+++ RECORDS

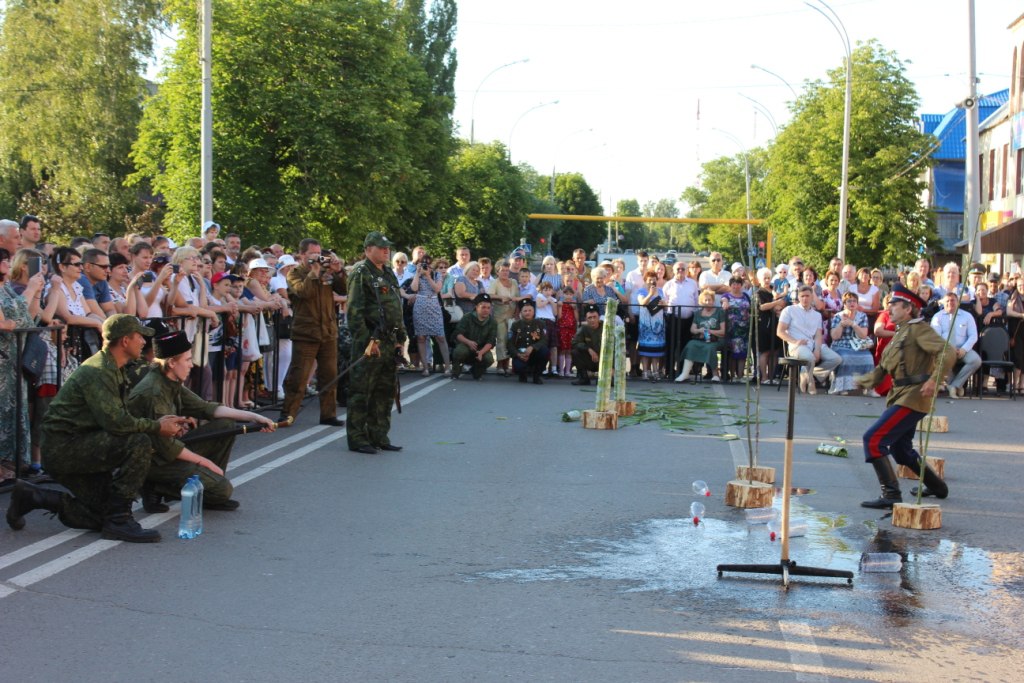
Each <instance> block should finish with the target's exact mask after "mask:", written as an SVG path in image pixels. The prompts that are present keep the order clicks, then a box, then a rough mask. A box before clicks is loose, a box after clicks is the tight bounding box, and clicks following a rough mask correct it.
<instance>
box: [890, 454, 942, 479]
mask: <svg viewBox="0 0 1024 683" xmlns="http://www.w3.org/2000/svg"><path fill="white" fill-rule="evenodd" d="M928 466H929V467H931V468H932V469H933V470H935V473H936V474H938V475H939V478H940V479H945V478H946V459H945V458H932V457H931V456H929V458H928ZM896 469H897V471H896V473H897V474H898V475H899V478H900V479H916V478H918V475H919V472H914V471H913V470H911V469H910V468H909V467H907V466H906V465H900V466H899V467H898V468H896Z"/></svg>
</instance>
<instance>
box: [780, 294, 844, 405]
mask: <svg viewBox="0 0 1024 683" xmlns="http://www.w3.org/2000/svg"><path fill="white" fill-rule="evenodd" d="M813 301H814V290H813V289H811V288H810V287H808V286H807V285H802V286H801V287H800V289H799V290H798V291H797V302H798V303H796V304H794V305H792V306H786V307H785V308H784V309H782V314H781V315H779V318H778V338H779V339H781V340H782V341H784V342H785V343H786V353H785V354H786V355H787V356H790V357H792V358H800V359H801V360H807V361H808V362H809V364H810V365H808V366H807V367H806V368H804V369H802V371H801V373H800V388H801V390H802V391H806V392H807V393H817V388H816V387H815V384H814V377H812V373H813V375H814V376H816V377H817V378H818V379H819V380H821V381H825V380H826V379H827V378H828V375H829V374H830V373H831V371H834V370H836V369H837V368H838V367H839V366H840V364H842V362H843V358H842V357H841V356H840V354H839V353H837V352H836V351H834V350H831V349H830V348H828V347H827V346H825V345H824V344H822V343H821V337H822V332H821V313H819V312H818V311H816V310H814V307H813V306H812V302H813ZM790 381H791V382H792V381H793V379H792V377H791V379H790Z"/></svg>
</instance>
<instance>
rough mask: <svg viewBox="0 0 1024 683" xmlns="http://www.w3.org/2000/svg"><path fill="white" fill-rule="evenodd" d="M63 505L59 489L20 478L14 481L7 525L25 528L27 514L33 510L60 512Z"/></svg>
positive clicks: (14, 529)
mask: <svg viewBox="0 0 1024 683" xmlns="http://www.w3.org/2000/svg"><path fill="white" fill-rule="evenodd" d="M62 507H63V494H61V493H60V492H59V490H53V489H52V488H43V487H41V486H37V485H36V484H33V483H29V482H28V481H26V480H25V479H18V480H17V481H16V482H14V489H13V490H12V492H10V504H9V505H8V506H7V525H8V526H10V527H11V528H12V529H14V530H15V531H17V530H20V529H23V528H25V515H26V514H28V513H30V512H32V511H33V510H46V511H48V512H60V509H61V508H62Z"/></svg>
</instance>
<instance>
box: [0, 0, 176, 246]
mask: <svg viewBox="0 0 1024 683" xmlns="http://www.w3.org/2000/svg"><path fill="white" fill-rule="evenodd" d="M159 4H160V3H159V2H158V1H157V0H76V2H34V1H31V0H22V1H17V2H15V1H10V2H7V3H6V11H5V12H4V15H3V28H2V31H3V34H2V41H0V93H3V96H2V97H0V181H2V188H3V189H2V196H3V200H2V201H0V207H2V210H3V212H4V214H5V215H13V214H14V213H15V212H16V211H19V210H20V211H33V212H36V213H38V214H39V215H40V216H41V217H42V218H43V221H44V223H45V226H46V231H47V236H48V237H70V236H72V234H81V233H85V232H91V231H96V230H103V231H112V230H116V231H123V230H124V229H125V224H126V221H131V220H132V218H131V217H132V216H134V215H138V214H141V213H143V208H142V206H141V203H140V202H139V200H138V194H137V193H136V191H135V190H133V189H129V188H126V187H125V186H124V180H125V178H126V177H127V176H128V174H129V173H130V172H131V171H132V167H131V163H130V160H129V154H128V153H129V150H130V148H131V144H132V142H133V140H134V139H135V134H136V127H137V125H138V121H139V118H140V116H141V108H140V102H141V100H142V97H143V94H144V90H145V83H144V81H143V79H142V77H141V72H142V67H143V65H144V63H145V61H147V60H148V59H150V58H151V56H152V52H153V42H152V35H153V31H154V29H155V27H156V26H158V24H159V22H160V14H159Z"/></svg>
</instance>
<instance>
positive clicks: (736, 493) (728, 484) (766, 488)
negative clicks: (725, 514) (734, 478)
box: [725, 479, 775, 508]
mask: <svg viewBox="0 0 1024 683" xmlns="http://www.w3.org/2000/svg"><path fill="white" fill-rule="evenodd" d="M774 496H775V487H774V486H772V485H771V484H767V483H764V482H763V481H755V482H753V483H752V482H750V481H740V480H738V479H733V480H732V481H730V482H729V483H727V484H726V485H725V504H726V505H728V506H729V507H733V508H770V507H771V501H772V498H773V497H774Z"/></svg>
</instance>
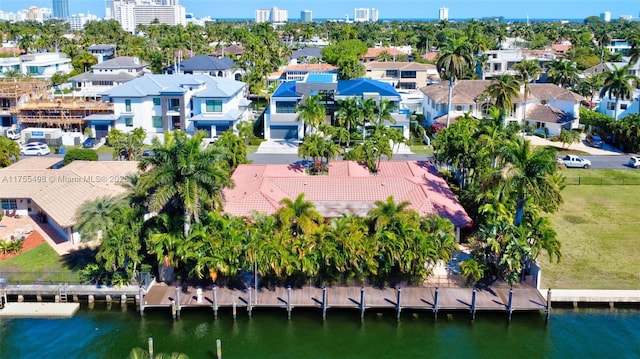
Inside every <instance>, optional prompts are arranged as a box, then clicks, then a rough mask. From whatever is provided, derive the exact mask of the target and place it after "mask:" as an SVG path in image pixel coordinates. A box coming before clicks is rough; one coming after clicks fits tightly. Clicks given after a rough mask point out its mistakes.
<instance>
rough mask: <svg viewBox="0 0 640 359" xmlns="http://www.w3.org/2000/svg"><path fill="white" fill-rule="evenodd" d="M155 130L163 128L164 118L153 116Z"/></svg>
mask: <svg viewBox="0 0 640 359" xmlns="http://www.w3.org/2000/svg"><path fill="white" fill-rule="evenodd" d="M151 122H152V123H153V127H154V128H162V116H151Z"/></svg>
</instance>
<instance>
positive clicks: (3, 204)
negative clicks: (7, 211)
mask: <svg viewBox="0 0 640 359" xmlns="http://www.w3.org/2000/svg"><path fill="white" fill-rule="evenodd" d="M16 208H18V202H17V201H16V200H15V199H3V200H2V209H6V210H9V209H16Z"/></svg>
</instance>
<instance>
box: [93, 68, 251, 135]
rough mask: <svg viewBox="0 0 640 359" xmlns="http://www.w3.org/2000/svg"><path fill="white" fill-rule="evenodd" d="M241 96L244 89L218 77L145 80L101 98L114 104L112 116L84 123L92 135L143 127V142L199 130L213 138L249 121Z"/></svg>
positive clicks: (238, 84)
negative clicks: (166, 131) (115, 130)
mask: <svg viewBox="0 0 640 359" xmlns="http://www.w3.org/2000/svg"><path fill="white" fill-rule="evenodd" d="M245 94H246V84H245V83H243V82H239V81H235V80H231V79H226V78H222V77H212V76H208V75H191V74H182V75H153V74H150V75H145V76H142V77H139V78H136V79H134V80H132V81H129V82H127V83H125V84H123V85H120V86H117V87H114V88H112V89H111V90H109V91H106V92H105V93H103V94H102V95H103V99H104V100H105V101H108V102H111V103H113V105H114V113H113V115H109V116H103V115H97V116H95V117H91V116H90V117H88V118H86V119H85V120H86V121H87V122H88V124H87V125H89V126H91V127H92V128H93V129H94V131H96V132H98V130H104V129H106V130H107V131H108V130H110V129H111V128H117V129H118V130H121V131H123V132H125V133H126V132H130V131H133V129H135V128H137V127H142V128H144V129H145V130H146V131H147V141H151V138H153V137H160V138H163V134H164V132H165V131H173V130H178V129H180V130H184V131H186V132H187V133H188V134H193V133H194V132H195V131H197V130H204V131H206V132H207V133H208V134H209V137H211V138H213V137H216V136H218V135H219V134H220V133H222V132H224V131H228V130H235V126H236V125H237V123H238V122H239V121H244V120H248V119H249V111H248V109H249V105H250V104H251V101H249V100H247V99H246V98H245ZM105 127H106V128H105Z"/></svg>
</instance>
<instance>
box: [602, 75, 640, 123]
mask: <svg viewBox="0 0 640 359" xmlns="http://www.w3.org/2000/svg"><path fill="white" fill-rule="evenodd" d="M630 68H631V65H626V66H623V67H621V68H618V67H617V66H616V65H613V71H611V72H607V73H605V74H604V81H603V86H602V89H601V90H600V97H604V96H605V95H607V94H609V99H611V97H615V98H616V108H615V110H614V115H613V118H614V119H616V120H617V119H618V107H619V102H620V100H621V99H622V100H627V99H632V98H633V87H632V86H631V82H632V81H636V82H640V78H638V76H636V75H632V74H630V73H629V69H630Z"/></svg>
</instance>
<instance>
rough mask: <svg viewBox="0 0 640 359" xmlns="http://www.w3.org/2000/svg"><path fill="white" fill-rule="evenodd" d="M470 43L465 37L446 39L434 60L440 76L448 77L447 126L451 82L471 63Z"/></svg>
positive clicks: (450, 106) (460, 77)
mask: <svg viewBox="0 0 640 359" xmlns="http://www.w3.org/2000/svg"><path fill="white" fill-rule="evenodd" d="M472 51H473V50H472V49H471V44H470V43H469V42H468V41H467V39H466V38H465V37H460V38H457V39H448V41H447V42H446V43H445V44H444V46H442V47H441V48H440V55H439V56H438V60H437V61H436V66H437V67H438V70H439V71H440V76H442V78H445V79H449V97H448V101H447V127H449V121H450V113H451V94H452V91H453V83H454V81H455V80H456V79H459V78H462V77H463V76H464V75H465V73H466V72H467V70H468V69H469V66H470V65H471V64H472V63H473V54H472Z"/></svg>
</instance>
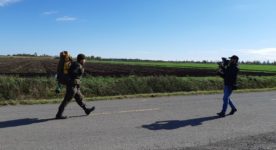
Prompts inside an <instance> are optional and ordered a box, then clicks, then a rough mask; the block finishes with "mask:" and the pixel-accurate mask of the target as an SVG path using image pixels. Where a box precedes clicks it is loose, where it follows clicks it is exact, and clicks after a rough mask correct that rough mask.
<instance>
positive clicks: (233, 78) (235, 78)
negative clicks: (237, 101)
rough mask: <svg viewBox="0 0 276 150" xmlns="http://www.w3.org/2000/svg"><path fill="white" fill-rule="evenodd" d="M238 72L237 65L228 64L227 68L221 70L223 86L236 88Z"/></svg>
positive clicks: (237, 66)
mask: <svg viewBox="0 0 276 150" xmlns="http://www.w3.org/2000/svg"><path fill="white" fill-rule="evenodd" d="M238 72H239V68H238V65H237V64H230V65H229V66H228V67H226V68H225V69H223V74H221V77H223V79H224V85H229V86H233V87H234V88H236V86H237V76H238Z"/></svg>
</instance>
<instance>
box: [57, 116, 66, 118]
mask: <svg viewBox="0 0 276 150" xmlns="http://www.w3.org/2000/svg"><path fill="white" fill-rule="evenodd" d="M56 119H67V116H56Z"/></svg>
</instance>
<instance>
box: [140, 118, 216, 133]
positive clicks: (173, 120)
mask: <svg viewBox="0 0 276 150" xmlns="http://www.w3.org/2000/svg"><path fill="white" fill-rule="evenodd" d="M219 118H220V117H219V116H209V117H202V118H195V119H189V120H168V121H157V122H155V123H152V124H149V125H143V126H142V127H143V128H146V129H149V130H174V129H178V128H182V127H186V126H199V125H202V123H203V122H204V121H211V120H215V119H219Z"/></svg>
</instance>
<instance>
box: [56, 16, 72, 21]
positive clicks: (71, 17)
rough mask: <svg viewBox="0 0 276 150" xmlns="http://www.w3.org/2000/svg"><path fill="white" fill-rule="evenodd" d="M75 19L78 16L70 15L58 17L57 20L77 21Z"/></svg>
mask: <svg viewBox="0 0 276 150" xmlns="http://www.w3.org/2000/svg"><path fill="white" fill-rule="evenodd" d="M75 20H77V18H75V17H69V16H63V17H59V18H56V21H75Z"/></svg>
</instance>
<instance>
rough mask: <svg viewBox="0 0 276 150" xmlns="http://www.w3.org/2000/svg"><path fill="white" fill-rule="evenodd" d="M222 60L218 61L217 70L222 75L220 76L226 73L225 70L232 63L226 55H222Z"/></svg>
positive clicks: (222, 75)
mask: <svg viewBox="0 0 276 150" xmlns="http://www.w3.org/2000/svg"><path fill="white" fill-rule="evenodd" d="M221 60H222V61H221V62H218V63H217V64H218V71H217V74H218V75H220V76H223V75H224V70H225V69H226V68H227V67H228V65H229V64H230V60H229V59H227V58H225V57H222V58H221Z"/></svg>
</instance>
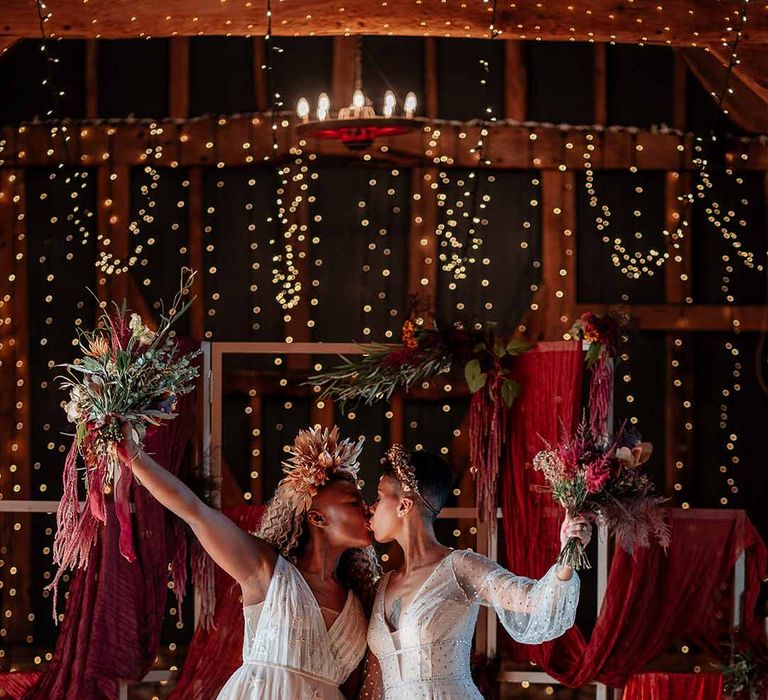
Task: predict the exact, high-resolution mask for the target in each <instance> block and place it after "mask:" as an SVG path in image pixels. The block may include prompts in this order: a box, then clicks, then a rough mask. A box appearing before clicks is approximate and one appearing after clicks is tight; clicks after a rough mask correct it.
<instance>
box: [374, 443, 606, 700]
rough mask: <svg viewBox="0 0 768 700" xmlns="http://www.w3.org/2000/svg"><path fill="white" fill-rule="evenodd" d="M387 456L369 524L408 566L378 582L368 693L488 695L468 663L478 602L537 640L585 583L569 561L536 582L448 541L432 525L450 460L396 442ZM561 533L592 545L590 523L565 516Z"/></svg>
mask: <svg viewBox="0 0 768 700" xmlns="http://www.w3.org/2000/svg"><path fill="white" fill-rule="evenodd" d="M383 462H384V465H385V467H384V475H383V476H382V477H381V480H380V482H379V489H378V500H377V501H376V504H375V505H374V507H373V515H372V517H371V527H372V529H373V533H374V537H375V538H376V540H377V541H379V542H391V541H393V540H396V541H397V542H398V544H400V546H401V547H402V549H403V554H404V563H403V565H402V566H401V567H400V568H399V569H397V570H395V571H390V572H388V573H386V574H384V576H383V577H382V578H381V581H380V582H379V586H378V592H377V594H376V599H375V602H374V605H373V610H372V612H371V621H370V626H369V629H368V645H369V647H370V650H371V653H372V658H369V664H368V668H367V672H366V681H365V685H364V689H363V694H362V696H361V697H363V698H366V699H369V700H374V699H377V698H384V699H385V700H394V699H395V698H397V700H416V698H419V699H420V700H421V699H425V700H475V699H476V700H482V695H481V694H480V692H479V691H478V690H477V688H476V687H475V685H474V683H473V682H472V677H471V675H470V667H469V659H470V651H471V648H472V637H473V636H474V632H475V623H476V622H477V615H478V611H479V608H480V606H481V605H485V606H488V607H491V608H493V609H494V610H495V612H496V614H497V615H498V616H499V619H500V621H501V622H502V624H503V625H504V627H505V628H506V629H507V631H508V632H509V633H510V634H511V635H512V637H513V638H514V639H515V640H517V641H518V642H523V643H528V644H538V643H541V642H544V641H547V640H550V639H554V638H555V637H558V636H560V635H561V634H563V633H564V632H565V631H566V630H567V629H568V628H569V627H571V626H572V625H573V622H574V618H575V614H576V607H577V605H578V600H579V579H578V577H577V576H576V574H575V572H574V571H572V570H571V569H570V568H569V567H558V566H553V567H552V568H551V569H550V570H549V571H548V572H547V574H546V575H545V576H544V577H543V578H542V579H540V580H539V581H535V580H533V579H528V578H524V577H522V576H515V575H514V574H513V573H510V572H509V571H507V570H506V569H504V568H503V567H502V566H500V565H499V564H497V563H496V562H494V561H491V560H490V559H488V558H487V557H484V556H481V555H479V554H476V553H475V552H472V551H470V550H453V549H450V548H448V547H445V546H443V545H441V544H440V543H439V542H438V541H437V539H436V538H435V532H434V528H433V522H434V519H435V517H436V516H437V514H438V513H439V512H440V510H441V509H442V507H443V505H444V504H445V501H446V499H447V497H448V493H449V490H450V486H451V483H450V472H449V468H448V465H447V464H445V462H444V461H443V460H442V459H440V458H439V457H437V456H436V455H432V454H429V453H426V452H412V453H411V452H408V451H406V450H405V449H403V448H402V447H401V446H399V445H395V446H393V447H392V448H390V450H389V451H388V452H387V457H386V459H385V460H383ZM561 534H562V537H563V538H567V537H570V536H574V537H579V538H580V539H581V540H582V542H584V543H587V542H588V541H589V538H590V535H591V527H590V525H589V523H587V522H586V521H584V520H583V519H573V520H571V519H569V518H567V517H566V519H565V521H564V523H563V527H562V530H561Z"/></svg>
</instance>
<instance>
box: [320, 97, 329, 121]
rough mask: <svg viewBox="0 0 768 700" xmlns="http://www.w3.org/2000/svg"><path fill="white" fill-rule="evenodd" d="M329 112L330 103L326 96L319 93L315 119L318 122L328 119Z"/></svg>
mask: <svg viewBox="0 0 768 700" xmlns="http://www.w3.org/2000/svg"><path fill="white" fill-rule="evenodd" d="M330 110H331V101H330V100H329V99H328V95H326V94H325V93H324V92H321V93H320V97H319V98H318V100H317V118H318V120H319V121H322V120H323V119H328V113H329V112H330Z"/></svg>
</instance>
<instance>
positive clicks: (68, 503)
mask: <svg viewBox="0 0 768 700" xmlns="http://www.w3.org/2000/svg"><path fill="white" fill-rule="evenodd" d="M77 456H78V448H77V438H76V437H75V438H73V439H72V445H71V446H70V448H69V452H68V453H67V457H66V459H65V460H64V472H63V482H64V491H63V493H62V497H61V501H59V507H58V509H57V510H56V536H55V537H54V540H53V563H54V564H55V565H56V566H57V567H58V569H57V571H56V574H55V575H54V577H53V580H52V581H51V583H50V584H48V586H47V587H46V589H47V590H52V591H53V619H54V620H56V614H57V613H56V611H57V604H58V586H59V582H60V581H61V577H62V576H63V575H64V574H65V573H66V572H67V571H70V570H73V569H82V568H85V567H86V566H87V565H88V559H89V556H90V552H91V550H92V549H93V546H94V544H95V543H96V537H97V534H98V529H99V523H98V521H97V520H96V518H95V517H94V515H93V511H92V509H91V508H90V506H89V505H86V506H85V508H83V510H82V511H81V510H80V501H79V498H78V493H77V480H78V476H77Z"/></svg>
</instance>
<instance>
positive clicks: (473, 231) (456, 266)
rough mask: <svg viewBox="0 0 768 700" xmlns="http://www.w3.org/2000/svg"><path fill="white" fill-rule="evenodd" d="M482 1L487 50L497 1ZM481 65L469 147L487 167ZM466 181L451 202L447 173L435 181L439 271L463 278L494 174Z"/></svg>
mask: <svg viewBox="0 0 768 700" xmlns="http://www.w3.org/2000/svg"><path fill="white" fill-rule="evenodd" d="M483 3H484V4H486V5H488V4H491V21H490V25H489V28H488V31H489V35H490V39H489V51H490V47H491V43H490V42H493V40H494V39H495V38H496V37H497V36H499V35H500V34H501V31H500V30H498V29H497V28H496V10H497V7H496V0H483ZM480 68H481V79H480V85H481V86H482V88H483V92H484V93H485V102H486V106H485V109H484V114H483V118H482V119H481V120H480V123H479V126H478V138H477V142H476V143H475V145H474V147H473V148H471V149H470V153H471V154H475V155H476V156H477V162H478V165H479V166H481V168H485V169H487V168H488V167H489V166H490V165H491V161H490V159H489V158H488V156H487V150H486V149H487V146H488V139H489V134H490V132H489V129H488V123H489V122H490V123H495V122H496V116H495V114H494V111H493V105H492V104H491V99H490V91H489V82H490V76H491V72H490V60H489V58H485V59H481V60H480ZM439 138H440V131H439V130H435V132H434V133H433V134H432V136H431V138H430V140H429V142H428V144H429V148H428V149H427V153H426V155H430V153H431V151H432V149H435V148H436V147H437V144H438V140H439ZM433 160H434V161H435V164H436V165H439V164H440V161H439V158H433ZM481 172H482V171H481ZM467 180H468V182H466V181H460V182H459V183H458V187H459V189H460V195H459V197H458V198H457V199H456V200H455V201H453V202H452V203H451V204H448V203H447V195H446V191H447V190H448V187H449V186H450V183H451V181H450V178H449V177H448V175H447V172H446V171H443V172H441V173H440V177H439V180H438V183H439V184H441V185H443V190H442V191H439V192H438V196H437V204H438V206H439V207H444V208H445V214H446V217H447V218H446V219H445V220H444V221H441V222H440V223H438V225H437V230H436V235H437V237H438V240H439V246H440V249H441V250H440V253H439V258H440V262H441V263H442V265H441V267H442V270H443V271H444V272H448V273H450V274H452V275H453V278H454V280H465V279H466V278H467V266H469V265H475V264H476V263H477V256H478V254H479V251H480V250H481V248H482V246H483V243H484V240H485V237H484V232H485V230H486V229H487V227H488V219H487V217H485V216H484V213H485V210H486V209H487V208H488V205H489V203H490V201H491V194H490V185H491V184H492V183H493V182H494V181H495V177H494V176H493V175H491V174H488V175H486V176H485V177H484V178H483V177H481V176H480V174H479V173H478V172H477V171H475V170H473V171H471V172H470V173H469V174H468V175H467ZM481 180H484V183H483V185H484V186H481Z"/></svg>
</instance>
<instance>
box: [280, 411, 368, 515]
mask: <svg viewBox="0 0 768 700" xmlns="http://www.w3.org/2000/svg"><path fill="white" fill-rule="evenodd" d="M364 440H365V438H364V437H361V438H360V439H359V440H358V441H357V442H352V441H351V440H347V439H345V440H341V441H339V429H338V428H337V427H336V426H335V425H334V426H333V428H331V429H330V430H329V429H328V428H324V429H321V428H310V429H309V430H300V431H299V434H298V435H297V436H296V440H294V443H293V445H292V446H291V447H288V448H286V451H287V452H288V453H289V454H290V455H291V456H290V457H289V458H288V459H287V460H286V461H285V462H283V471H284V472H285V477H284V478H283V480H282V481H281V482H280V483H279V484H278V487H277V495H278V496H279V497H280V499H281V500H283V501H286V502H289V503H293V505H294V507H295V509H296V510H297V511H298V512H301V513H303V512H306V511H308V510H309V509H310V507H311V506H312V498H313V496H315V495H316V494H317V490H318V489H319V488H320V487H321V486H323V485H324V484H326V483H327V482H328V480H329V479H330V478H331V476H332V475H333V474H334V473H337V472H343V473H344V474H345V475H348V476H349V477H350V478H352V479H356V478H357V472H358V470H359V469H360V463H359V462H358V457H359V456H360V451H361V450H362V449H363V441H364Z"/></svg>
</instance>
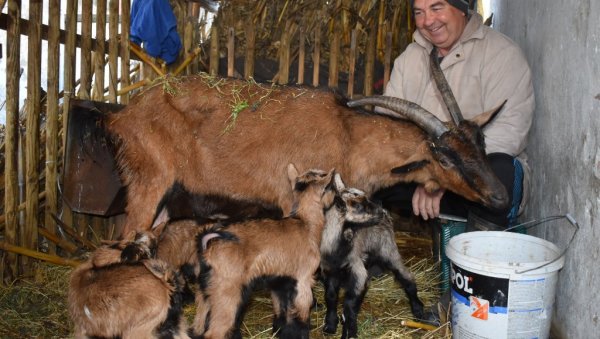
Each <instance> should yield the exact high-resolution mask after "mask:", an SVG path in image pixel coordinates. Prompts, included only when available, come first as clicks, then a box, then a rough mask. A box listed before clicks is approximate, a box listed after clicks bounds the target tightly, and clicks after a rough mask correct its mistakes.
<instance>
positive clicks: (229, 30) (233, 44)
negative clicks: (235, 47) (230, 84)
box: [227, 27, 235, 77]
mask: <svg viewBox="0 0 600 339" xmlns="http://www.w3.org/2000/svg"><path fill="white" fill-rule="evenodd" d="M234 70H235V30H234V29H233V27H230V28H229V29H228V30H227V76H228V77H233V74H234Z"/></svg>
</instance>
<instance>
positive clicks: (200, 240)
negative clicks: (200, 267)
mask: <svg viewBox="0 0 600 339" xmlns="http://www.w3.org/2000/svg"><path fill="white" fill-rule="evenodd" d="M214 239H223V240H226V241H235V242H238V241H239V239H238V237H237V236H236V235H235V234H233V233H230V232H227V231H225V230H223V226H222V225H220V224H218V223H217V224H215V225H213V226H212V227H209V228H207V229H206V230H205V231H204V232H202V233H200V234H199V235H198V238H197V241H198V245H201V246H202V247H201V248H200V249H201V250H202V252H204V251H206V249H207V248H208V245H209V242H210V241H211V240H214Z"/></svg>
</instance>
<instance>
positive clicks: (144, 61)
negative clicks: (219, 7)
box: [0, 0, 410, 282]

++++++

Show each line of the material above in which the word "negative" appears.

◆ WRITTEN SOLUTION
negative clicks: (725, 514) (734, 478)
negative clicks: (7, 211)
negative clicks: (166, 131) (115, 130)
negative clicks: (237, 101)
negative clicks: (235, 47) (230, 84)
negative clicks: (200, 267)
negative clicks: (219, 7)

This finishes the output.